[Required action] Copy word for word the lines from the start of the records through the line that contains "target | hazy mountain peak", both included.

----- Data excerpts -----

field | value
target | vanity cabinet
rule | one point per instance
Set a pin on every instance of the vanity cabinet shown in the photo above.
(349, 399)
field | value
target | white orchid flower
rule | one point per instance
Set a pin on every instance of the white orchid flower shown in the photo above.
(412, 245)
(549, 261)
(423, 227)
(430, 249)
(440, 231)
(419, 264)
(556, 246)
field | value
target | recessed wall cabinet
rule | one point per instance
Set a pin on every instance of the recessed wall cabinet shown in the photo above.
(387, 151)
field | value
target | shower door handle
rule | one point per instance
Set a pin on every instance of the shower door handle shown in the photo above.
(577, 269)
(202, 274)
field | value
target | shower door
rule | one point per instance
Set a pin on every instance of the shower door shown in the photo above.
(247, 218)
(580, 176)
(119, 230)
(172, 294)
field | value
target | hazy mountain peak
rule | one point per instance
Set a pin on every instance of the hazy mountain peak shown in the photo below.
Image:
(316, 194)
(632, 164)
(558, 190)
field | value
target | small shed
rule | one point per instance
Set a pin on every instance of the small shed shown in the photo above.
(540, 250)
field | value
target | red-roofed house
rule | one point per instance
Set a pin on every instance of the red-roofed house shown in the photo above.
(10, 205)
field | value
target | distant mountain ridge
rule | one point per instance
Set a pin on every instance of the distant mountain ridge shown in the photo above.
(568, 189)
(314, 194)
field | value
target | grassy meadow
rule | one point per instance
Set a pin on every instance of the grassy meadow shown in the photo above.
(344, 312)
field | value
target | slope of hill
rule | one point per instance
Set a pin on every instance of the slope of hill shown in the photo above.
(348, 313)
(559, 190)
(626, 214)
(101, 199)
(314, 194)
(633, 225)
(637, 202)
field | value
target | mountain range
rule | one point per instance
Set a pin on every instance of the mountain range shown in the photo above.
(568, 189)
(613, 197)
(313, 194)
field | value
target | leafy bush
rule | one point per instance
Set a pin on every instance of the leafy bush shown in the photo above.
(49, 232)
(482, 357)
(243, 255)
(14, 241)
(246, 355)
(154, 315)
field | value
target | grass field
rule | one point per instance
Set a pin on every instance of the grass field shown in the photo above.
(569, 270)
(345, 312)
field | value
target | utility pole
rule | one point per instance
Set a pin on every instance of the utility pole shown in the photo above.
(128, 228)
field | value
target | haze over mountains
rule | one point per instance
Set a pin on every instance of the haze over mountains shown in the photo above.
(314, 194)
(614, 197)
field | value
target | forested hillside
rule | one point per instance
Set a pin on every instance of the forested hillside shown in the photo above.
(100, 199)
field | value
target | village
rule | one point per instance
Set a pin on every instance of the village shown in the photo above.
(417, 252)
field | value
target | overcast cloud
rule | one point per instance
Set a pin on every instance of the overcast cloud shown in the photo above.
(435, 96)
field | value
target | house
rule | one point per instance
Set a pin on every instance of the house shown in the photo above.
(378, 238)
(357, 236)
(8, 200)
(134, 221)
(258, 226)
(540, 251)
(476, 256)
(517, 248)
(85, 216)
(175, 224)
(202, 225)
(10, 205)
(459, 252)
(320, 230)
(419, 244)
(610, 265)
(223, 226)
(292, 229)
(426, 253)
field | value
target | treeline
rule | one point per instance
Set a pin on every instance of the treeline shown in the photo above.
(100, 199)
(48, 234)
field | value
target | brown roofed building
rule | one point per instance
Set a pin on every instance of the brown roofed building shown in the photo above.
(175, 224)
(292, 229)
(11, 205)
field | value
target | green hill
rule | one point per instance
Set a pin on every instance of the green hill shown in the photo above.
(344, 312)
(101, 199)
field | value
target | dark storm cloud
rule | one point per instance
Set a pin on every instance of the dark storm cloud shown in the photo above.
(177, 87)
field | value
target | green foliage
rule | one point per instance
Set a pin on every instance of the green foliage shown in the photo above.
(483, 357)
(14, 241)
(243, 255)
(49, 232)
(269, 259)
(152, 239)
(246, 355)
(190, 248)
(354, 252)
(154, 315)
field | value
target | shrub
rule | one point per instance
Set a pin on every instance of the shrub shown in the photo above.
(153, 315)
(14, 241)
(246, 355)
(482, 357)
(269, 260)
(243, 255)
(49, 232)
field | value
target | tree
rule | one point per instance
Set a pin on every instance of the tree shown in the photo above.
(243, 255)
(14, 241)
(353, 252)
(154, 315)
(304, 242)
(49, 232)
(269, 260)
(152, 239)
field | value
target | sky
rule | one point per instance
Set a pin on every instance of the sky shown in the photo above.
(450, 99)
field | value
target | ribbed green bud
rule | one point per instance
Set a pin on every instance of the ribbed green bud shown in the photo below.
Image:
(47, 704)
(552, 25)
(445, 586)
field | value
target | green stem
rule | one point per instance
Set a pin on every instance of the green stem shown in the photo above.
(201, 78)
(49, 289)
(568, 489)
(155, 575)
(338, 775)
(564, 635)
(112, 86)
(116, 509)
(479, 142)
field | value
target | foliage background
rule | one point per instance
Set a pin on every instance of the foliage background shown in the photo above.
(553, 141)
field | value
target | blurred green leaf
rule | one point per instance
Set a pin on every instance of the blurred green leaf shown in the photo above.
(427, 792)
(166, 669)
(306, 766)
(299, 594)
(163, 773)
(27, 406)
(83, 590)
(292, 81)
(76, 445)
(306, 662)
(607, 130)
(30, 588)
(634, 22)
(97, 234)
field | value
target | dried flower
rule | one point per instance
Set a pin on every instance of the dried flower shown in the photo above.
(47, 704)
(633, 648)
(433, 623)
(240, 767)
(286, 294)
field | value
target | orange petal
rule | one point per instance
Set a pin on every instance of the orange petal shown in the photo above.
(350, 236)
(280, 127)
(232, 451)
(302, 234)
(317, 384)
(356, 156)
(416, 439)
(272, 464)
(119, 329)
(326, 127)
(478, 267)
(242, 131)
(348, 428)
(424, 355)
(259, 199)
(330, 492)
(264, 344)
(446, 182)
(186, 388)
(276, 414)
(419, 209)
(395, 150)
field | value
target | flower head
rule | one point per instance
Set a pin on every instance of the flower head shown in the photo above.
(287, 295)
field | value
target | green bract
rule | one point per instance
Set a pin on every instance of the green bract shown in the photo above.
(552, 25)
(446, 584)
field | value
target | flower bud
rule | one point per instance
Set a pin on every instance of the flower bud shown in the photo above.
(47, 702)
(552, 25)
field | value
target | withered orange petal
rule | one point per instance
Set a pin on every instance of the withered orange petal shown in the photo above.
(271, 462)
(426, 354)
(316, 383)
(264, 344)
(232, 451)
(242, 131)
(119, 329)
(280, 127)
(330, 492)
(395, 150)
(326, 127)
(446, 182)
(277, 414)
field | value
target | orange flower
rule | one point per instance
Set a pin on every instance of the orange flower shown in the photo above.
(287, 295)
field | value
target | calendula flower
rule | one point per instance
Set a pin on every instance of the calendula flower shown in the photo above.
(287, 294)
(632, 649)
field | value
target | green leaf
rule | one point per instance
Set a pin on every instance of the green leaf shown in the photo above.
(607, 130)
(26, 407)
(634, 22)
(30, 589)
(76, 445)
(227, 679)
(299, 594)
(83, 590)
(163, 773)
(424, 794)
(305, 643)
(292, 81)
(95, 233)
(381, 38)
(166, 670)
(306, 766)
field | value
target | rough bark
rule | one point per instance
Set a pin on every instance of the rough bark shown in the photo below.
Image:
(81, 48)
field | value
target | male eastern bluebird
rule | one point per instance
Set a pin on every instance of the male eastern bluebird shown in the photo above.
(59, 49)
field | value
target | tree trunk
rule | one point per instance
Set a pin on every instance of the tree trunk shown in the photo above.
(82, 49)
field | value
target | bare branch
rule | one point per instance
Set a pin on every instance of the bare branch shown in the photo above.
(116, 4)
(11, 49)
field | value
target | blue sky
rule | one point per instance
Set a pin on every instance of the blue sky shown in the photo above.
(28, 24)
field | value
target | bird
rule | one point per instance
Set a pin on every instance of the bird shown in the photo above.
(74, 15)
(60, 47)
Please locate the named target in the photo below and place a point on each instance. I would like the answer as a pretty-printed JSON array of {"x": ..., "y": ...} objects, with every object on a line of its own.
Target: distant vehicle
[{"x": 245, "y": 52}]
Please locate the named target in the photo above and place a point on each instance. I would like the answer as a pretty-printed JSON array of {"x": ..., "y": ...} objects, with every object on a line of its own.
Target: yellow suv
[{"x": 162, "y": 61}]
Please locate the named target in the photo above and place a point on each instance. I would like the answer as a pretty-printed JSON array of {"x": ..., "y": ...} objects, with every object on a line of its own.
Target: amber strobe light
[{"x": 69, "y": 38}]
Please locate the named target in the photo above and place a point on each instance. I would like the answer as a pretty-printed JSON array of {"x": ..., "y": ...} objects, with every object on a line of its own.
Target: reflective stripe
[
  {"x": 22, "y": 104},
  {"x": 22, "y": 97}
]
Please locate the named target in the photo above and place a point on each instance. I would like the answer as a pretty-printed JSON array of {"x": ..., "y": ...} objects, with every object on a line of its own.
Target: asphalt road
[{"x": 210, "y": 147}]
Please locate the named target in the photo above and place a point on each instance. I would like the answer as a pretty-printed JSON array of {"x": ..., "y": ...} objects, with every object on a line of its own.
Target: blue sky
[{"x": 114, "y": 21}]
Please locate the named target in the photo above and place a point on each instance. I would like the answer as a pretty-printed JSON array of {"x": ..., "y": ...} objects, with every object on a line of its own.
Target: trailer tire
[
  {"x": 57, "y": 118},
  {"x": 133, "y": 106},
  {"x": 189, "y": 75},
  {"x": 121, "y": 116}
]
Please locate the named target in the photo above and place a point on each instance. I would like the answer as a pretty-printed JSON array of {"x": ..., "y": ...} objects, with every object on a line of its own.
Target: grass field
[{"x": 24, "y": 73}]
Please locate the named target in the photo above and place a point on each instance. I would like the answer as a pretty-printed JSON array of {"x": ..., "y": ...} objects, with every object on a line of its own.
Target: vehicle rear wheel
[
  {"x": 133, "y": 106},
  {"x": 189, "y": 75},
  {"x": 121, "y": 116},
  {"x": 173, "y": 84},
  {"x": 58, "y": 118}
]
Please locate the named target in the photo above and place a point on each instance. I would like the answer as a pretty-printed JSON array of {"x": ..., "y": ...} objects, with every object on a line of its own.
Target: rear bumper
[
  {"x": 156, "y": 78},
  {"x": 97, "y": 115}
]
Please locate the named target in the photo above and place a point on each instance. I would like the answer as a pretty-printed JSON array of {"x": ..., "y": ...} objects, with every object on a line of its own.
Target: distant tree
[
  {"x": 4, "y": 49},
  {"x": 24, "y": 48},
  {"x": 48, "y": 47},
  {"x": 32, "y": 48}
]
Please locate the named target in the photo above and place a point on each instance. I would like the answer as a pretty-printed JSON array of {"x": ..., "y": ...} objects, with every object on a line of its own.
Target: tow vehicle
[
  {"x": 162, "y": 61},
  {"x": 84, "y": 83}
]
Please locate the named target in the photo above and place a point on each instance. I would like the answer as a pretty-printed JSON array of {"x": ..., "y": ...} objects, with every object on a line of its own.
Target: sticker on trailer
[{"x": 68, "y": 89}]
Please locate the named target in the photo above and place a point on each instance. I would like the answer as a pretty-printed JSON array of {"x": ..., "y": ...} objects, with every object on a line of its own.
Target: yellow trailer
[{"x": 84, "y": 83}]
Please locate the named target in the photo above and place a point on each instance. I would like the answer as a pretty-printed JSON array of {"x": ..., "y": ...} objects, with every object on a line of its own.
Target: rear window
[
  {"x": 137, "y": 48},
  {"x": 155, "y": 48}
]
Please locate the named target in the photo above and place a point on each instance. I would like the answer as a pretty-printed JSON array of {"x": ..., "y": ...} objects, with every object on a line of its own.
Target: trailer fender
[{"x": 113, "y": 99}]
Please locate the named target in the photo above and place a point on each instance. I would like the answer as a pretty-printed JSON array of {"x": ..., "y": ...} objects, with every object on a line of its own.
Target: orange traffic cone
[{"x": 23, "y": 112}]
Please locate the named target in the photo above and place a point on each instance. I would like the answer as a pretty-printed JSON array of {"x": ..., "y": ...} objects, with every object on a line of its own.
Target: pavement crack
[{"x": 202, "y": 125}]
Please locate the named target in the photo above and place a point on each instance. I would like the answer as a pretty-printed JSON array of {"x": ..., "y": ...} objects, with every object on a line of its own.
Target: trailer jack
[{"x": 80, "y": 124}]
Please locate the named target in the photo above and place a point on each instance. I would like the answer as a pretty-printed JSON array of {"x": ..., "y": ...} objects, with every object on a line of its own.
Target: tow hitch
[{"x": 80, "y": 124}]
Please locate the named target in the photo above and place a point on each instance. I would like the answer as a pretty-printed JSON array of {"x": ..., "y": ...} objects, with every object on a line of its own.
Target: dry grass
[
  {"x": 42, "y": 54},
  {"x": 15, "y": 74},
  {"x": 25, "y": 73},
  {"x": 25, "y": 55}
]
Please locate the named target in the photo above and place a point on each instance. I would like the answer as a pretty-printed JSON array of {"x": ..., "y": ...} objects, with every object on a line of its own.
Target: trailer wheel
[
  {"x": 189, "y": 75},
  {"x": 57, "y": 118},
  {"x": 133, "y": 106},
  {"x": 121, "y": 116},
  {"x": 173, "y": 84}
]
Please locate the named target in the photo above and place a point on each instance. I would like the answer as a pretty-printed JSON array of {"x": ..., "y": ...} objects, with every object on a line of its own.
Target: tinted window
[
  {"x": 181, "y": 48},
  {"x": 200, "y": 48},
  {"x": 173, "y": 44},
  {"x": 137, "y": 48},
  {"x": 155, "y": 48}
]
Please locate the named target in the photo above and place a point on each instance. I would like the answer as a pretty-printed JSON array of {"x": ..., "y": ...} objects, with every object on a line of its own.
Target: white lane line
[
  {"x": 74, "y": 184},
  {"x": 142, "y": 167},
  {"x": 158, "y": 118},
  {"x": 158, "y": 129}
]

-----

[Solution for this exercise]
field | value
target | vanity cabinet
rule | one point per instance
Set a pin on every instance of the vanity cabinet shown in the photo above.
(349, 399)
field | value
target | white orchid flower
rule | one point per instance
Set a pin on every instance of the white orchid flower shown in the photo above.
(412, 245)
(549, 261)
(423, 227)
(430, 249)
(440, 231)
(419, 264)
(556, 246)
field | value
target | recessed wall cabinet
rule | one point per instance
Set a pin on every instance of the recessed wall cabinet shown in the photo above.
(387, 151)
field | value
target | shower door handle
rule | one point per instance
Set a pin on every instance of the shower door handle shown in the photo above.
(577, 269)
(202, 274)
field | value
target | shower door
rule | one point per instance
Set a pin on every instance of the shower door shown in the photo above.
(247, 218)
(580, 176)
(119, 230)
(172, 294)
field | value
target | hazy mountain peak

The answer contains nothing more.